_Instructions to follow_
Transcribe the following records in full, exactly as shown.

_Available records_
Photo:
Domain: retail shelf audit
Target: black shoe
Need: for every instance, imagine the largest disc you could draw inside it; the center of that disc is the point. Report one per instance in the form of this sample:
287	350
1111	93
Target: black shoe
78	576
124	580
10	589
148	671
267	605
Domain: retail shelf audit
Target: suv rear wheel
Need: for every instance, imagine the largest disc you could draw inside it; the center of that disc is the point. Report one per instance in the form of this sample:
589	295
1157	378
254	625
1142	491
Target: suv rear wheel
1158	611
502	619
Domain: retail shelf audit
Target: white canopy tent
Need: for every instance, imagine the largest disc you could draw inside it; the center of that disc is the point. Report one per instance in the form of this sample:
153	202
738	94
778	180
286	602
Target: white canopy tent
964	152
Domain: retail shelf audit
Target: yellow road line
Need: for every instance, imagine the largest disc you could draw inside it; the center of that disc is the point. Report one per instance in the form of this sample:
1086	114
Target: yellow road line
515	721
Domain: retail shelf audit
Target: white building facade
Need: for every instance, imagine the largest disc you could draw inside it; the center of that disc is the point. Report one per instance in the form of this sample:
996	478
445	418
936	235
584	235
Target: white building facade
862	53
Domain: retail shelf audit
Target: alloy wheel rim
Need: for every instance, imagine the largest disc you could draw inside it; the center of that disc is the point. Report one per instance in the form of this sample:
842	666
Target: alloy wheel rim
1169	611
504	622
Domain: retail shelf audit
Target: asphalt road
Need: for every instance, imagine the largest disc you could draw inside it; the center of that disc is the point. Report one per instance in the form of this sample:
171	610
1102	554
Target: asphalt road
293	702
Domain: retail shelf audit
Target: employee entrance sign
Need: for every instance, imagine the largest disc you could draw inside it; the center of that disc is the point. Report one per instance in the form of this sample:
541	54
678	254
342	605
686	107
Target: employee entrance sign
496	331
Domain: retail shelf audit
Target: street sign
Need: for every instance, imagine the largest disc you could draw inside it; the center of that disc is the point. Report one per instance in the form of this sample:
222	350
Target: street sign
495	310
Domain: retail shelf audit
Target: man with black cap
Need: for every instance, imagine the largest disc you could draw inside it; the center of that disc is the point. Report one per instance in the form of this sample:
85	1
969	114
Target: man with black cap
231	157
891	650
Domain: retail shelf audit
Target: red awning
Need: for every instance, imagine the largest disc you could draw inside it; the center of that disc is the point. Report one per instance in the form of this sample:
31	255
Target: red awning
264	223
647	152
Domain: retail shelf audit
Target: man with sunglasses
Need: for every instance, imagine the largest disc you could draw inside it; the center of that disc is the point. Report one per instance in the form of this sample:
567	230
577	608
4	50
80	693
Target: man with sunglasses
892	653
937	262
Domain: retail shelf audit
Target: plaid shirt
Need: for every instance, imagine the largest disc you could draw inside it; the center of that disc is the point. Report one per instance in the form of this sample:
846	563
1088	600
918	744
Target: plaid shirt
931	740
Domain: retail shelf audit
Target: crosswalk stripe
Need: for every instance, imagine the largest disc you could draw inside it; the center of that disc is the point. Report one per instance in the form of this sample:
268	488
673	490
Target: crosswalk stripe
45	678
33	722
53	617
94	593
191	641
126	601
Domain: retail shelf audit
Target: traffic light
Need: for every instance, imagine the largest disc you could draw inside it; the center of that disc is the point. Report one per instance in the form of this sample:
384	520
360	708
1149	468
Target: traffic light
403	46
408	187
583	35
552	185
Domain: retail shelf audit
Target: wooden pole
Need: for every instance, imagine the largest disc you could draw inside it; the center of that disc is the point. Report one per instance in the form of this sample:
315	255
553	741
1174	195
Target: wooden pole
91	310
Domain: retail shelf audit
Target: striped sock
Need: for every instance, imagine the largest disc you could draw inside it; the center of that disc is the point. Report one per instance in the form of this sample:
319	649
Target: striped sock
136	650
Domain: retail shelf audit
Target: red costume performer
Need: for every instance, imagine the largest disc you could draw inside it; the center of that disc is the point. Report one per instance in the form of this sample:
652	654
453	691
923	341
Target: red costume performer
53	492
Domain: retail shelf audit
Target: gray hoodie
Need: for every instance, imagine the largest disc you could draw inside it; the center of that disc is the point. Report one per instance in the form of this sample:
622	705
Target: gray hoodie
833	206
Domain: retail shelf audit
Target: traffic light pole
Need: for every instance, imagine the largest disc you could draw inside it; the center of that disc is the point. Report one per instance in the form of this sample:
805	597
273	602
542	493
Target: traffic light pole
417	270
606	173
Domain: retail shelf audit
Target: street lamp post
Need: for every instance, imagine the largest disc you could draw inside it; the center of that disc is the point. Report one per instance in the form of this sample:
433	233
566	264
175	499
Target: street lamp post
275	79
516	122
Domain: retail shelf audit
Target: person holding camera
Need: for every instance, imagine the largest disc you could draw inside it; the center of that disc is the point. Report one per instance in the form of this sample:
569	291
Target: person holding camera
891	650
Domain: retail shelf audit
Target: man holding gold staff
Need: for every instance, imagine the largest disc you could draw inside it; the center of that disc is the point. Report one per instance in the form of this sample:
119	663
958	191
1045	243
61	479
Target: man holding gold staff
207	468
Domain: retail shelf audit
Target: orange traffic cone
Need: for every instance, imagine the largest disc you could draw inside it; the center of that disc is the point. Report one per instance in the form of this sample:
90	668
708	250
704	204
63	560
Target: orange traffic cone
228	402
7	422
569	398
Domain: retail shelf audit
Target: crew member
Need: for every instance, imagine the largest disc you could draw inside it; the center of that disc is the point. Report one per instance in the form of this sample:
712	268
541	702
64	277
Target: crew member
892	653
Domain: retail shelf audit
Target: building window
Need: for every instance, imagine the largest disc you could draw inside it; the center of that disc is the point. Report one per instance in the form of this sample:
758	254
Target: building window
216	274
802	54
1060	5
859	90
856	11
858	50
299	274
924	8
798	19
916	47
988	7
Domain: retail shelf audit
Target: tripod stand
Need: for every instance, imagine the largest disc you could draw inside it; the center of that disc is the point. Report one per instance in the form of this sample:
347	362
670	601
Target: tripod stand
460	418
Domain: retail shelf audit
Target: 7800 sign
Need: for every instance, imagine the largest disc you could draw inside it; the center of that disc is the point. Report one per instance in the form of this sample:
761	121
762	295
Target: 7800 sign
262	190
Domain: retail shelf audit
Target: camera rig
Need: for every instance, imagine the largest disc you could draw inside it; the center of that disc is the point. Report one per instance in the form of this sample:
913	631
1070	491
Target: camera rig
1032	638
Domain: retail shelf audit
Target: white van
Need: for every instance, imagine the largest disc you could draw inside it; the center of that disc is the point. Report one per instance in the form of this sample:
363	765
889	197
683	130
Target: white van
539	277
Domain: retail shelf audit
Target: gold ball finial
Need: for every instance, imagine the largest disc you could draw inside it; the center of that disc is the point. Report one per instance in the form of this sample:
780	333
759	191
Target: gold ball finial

_Response for this exercise_
Photo:
Domain: retail shelf audit
Target: black shoe
Need: for every instance, imagine the largest disc you could draw inside it; the center of that disc is the point. Report one per instance in the form of this sample:
287	350
1111	93
Target: black shoe
78	576
124	580
10	589
148	671
267	605
Domain: retail shelf audit
Target: suv rear wheel
Need: for every instance, imagine the largest disc you could draw inside it; the center of that disc is the point. Report one per instance in the form of this sample:
589	295
1157	378
254	625
1142	491
Target: suv rear wheel
1158	611
502	619
Domain: retail shelf audit
Target: white canopy tent
Need: for every instance, imagine the largest disc you could draw inside it; the center of that disc is the point. Report one per instance in the form of this sample:
153	202
738	94
778	180
286	602
Target: white canopy tent
964	152
Domain: retail shelf audit
Target: yellow road line
Need: for every instance, imagine the largest disc you could draw inside it; the center of that disc is the point. Report one per instance in the form of this sample:
1086	114
Target: yellow road line
515	721
Domain: retail shelf audit
Target: white building facade
Need: for every instance, imagine the largest disc you could draw inside it; the center of that disc is the point. Report one per instance in the form of this sample:
996	478
445	418
936	235
584	235
Target: white building facade
862	53
Domain: retail shelf audit
Target: alloy wheel rim
Need: for every instance, imagine the largest disc you could draw inside it; the center of that disc is the point. Report one per instance in the form of this sample:
842	666
Target: alloy wheel rim
1169	611
504	622
Domain: retail shelf audit
Target: asphalt road
Need: for every instance, imagine the largest disc you could draw inside it; the center of that disc is the point. Report one per instance in the form of this sample:
171	610
1102	554
Target: asphalt road
293	702
Domain: retail shelf audit
Target: employee entrance sign
Need: for every instance, imagine the largest disc you could draw inside it; the center of that disc is the point. Report one per instance in the form of this sample:
541	54
678	254
342	605
686	107
Target: employee entrance sign
496	331
Domain: retail shelf audit
Target: street sign
Need: for every instance, imagine the largest disc you could draw inside it; the center of that disc is the point. Report one per instance in the form of this sample:
222	350
Target: street sign
495	310
Domain: retail shelf audit
Target: man with black cap
Need: for every instance, imagine the largest disc you could draw inside it; the center of that disc is the point. Report one per instance in the form of this sample:
85	1
969	114
Target: man with black cap
231	157
891	650
Domain: retail shelf audit
Target: red awning
Need: for every instance, imagine the largest disc you could draw inside it; the center of that disc is the point. Report one per instance in the form of this sample:
31	255
Target: red awning
264	223
647	152
Domain: retail shelf audit
Target: man with sunglasses
Need: for every instance, imagine the largest disc you could draw inside it; the center of that disc is the point. Report one per instance in the form of this sample:
567	230
577	608
4	50
80	693
Target: man with sunglasses
892	653
937	262
Domain: retail shelf audit
Target: plaid shirt
Need: for every instance, imagine the largest disc you could draw inside it; the center of that disc is the point. Report one per instance in the form of this sample:
846	563
1088	600
918	744
Target: plaid shirt
931	740
Domain: retail shelf audit
Target: crosswalk stripe
Need: for every instance, imagine the largest disc you could draw inside it; the center of that disc is the point. Report one per instance in the form of this sample:
268	488
673	490
Target: crosswalk stripe
45	678
33	722
53	617
94	593
191	641
126	601
Domain: retail shelf audit
Target: traffic light
Need: for every instance, imagine the largest disc you could draw inside it; the center of that disc is the point. Report one per instance in the form of this sample:
384	520
360	708
1149	468
Target: traffic light
403	46
408	187
583	35
552	185
Domain: retail shelf audit
Target: wooden pole
Need: for every instance, imagine the largest disc you could draw inside it; the center of that disc is the point. Report one per instance in the form of this sample:
315	255
553	741
1174	195
Target: wooden pole
91	310
Domain: retail shelf audit
Target: striped sock
Need: for every instance, imagine the largest disc you could draw inside it; the center of that disc is the point. Report one per instance in the form of this sample:
319	649
Target: striped sock
136	650
Domain: retail shelf audit
Target: red costume performer
Need: for every instance, imagine the largest disc you could draw inside it; the center of that disc is the point. Report one per instance in the form of this sample:
652	654
453	691
923	341
Target: red costume performer
53	492
Domain: retail shelf audit
Target: gray hoodie
Need: for every instance, imagine the largest disc you could draw inside it; the center of that disc is the point. Report one per instance in the form of this sample:
622	705
Target: gray hoodie
833	206
Domain: retail shelf audit
Target: traffic light pole
Need: for every instance, imagine the largest disc you could draw inside it; the center of that disc is the point. Report one per instance in the form of this sample:
805	597
273	602
542	493
Target: traffic light pole
417	270
606	173
Domain: retail shelf audit
Target: street lamp post
Need: for every instance, imagine the largest disc you could draw inside it; the center of that disc is the point. Report one per instance in the form of this sample:
433	233
566	264
175	499
Target: street lamp post
275	79
516	122
Domain: retail shelf audit
Target: person holding camera
Need: for every instance, imagine the largest disc you could draw inside it; the center of that disc is the point. Report one per instance in the form of this sample:
569	291
Target: person holding camera
891	650
Domain: retail shelf audit
Target: man holding gold staff
Need: for every instance, imagine the largest disc you could draw inside it; the center of that disc is the point. Report one per instance in the form of this sample:
119	663
958	191
1045	243
61	479
Target: man holding gold staff
207	468
Domain: retail shelf audit
Target: orange traffic cone
Need: for every instance, imagine the largest disc you could draw inside it; the center of that disc is the point. Report one per instance in the form of this sample:
90	668
708	250
704	204
63	560
Target: orange traffic cone
228	402
7	422
569	398
Domain: retail shelf audit
Target: crew member
Need: for every instance, imagine the largest disc you could draw inside it; the center of that disc is the point. Report one per instance in the form of this sample:
712	268
541	702
64	277
Target: crew member
892	653
Domain: retail shelf audit
Target: building window
Need: for every instance, imagine the largest disc you could draw inside it; the center of that disc is the point. Report one per instance in the form of this sample:
758	254
Target: building window
216	274
802	54
1060	5
859	90
856	11
858	50
299	274
924	8
798	19
916	47
988	7
Domain: retail shelf audit
Target: tripod stand
Need: for every instance, imagine the largest disc you could draw inside it; the center of that disc is the point. Report one per instance in the form of this sample:
347	362
670	601
Target: tripod stand
460	418
Domain: retail shelf audit
Target: 7800 sign
Need: for every instance, imagine the largest disc you could draw inside it; the center of that disc is the point. Report one per instance in the form of this sample:
761	121
762	295
Target: 7800 sign
262	190
Domain: retail shelf audit
Target: camera rig
Need: for every instance, imagine the largest disc you could draw inside it; the center of that disc is the point. Report one per instance in the form of this sample:
913	631
1070	491
Target: camera rig
1032	638
Domain: retail shelf audit
Target: white van
Need: for every instance, imagine the largest disc you could draw inside it; the center of that disc is the point. Report one per instance in the form of this sample:
363	765
889	197
683	130
Target: white van
539	277
Domain: retail shelf audit
Target: gold ball finial
Need: for every instance, imagine the largest disc you could draw inside it; the center of that disc is the point. Report one per instance in the form of this sample:
780	333
759	191
Target: gold ball finial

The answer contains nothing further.